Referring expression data
================

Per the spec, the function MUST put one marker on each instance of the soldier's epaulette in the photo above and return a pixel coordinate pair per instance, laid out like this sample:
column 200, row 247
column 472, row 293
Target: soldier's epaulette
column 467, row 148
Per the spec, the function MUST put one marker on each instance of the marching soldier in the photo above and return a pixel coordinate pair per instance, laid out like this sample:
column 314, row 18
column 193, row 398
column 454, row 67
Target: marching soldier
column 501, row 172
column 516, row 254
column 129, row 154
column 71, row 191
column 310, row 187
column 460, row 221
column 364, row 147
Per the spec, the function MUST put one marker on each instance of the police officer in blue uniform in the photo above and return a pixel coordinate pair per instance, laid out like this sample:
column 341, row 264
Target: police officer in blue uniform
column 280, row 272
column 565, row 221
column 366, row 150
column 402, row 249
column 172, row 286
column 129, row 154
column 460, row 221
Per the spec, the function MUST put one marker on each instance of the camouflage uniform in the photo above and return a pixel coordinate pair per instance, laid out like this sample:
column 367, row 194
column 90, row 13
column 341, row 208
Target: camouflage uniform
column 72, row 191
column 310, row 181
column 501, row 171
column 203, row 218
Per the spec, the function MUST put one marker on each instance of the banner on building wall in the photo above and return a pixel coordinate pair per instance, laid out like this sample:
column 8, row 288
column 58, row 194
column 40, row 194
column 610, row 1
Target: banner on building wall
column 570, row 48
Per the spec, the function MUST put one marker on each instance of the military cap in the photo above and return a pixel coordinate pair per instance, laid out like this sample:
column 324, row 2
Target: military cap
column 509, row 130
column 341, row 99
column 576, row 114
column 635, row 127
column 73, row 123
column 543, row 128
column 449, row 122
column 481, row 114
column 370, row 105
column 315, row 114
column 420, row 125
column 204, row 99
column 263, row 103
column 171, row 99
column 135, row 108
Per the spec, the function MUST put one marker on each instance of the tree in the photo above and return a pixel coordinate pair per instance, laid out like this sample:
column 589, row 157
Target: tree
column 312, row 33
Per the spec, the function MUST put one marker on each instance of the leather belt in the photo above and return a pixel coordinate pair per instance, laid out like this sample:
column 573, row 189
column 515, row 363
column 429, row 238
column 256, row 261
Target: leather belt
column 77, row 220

================

What to do :: Output the line containing "Target: banner on building wall" and each line after it through the close of the entries, unchanged and with no other lines.

Written reply ::
Target: banner on building wall
column 570, row 48
Per the spec, the function MUST put one marker on each instance of the military cap in the photo above and return a pixel coordinate pair per instance, laid out like this sample:
column 324, row 2
Target: military cap
column 509, row 130
column 341, row 99
column 576, row 114
column 635, row 127
column 73, row 123
column 543, row 128
column 449, row 122
column 481, row 114
column 370, row 105
column 315, row 114
column 420, row 125
column 204, row 99
column 263, row 103
column 171, row 99
column 135, row 108
Per the spec, the function MUST put one marker on each instance of the tree in the photo above and return a pixel coordinate pair per instance, laid out like this sample:
column 589, row 157
Target: tree
column 312, row 33
Per the spec, the function MUST put one marker on each instance of the leather belt in the photo above and return a pixel coordinate pair per instance, laid out like this sample:
column 573, row 189
column 515, row 363
column 429, row 238
column 256, row 261
Target: leather belt
column 77, row 220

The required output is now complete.